TASK PROMPT:
You are to retype exactly the line with "brown hair in this photo." and every line after it in the entries below.

╭──

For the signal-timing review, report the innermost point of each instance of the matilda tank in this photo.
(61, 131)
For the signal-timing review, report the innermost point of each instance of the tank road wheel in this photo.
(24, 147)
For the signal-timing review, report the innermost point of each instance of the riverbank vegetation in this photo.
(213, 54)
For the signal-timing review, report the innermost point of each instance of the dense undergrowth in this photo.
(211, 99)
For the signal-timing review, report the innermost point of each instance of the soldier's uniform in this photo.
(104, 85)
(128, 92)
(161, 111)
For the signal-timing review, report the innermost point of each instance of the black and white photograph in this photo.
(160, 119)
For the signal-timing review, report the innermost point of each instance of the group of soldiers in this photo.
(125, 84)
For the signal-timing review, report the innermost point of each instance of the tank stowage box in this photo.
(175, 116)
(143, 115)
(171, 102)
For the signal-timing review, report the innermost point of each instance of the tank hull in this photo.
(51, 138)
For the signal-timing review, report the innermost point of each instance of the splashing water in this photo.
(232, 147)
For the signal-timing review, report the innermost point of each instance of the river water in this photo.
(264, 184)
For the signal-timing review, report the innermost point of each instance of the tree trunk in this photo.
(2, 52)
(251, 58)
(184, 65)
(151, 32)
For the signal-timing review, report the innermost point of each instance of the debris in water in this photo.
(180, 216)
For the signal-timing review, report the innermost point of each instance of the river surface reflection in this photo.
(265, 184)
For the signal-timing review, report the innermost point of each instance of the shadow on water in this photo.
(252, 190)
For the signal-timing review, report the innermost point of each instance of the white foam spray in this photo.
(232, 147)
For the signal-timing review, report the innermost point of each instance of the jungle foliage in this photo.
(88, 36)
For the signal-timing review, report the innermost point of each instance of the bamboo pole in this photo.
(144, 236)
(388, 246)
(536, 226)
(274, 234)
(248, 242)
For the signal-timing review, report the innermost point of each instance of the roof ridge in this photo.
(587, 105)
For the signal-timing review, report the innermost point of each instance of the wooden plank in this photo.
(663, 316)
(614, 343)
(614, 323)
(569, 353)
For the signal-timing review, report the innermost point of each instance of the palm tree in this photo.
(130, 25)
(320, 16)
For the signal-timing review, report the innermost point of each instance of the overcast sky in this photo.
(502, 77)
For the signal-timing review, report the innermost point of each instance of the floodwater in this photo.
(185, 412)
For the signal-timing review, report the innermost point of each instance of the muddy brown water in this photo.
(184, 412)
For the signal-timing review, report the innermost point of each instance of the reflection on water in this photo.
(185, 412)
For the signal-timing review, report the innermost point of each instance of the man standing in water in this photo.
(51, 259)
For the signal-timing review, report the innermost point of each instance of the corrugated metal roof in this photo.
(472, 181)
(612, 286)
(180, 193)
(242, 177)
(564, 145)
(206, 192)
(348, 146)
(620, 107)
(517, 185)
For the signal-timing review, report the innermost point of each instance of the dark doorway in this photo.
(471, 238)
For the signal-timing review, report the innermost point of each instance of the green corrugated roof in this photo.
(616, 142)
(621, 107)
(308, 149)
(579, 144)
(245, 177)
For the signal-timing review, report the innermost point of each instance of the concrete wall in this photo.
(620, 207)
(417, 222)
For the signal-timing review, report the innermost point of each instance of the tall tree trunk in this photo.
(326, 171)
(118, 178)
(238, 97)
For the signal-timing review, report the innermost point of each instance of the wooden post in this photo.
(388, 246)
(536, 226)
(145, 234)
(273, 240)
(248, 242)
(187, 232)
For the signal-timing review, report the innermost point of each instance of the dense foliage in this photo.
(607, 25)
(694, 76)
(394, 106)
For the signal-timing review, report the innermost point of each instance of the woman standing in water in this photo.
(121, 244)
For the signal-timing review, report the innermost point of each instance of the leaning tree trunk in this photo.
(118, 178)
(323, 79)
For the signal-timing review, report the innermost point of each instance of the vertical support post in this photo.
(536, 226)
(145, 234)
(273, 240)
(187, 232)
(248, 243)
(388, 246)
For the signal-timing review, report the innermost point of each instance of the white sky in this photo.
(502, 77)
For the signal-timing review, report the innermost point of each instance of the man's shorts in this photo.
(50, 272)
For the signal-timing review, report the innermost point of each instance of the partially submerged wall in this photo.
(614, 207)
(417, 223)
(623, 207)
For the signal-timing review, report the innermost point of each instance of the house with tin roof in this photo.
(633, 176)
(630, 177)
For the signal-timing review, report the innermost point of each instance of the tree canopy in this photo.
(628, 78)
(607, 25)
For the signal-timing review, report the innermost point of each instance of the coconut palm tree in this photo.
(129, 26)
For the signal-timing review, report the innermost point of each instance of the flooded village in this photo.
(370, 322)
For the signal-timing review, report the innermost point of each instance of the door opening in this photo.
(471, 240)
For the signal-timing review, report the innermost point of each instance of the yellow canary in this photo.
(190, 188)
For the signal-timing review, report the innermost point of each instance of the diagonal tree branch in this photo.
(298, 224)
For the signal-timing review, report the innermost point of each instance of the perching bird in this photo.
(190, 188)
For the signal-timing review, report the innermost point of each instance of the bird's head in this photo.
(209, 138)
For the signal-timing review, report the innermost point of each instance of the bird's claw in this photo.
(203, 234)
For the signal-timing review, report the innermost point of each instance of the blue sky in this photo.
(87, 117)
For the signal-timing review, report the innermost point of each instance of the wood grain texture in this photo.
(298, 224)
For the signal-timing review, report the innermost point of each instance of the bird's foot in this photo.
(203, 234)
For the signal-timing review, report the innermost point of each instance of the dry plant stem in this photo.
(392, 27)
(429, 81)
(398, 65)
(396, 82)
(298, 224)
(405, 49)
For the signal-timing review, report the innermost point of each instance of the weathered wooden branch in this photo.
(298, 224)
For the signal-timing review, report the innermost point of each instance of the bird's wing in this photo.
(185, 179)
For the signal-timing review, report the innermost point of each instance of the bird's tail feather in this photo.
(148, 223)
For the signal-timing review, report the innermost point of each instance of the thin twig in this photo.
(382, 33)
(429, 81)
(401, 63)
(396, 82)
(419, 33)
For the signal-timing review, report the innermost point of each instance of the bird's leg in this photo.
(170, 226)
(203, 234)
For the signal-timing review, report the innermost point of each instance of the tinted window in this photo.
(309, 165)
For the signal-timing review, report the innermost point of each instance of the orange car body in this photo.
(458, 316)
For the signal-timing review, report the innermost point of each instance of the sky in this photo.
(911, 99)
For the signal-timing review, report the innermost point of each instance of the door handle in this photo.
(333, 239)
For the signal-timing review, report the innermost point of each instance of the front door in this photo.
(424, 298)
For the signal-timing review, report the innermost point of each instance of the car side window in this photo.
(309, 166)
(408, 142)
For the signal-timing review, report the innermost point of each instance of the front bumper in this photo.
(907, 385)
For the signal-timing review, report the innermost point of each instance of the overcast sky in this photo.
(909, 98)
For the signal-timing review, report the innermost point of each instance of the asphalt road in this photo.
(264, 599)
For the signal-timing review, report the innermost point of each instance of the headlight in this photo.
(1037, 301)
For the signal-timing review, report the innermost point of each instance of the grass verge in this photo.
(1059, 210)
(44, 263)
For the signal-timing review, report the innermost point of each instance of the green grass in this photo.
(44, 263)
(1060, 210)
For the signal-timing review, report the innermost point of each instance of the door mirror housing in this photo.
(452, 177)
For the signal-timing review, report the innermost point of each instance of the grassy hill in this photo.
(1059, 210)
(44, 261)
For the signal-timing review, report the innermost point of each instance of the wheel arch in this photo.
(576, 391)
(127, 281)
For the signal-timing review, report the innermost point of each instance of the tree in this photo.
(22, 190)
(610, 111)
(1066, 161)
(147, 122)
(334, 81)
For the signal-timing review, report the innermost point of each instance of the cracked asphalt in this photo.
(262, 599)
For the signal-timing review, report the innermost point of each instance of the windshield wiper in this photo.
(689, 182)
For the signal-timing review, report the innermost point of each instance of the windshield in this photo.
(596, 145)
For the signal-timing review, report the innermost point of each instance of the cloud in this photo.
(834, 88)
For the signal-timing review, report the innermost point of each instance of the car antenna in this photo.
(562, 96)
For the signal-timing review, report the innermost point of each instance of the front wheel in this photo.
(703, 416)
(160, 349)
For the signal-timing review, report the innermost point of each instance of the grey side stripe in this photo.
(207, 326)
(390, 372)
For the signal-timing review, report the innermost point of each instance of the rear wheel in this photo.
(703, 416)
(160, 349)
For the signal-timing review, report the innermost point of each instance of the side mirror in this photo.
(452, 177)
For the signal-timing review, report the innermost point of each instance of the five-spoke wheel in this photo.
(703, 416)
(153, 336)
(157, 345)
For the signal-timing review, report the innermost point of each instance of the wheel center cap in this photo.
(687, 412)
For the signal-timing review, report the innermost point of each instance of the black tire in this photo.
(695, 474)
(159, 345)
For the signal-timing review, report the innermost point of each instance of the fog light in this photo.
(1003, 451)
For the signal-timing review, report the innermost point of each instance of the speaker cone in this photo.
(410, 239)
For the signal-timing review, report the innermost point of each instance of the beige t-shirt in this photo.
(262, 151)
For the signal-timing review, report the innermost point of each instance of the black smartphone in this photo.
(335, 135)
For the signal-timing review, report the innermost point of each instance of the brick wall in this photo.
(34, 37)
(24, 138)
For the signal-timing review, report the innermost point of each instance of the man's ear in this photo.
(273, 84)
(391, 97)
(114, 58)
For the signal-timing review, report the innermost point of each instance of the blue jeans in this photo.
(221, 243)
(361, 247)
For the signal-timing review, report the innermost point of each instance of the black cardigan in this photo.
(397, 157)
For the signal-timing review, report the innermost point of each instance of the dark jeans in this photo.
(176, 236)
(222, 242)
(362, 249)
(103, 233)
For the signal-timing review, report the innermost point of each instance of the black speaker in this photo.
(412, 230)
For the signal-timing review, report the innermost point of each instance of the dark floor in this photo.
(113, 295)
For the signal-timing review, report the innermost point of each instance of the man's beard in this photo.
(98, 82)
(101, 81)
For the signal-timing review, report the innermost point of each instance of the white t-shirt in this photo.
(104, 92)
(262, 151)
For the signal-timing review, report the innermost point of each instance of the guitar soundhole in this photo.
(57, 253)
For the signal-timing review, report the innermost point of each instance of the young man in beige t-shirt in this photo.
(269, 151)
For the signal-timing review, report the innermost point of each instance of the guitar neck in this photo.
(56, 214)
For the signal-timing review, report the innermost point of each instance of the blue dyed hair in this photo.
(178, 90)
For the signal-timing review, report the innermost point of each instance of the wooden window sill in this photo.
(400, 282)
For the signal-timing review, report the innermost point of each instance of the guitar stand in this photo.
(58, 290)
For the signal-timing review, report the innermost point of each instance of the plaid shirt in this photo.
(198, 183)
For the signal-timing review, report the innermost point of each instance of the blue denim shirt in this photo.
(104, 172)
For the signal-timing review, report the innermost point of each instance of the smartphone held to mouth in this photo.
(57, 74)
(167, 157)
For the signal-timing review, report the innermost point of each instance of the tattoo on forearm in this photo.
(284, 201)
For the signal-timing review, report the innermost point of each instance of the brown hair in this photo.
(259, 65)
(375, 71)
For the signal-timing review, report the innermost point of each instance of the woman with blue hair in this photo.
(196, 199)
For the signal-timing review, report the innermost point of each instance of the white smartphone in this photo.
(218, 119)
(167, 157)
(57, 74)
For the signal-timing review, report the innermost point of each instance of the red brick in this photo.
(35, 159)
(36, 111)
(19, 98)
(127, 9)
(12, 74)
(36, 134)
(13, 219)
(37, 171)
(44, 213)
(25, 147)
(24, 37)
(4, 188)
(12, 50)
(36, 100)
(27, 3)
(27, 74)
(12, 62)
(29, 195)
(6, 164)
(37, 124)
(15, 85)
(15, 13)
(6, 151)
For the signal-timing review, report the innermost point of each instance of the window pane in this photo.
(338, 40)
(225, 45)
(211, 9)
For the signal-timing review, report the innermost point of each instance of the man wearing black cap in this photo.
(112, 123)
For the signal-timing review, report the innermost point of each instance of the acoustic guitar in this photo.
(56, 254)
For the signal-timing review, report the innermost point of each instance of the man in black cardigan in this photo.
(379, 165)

╰──

WRITTEN ANSWER:
For the signal-timing review, report the innermost point of each instance of the brown hair in this photo.
(259, 65)
(375, 71)
For the signal-timing review, report the innermost point of each instance of the woman with blue hair in this photo.
(196, 199)
For the signal-timing review, report the innermost point of each instance of the white smartphone in this photo.
(218, 119)
(167, 157)
(57, 74)
For the signal-timing review, report the innermost point of each instance of the red brick in this photo.
(35, 159)
(36, 111)
(19, 98)
(127, 9)
(12, 74)
(36, 134)
(13, 219)
(37, 171)
(44, 213)
(25, 147)
(24, 37)
(4, 188)
(12, 50)
(36, 100)
(27, 3)
(27, 74)
(12, 62)
(29, 195)
(6, 164)
(37, 124)
(15, 85)
(15, 13)
(6, 151)
For the signal-timing review, report the innermost point of each instance of the window pane in this photo.
(338, 40)
(225, 45)
(211, 9)
For the signal-timing review, report the innermost point of each instance of the man wearing black cap in this photo.
(112, 123)
For the signal-timing review, report the innermost point of each instance of the acoustic guitar in this photo.
(56, 254)
For the signal-timing review, report the innermost point of each instance of the man in black cardigan in this photo.
(379, 165)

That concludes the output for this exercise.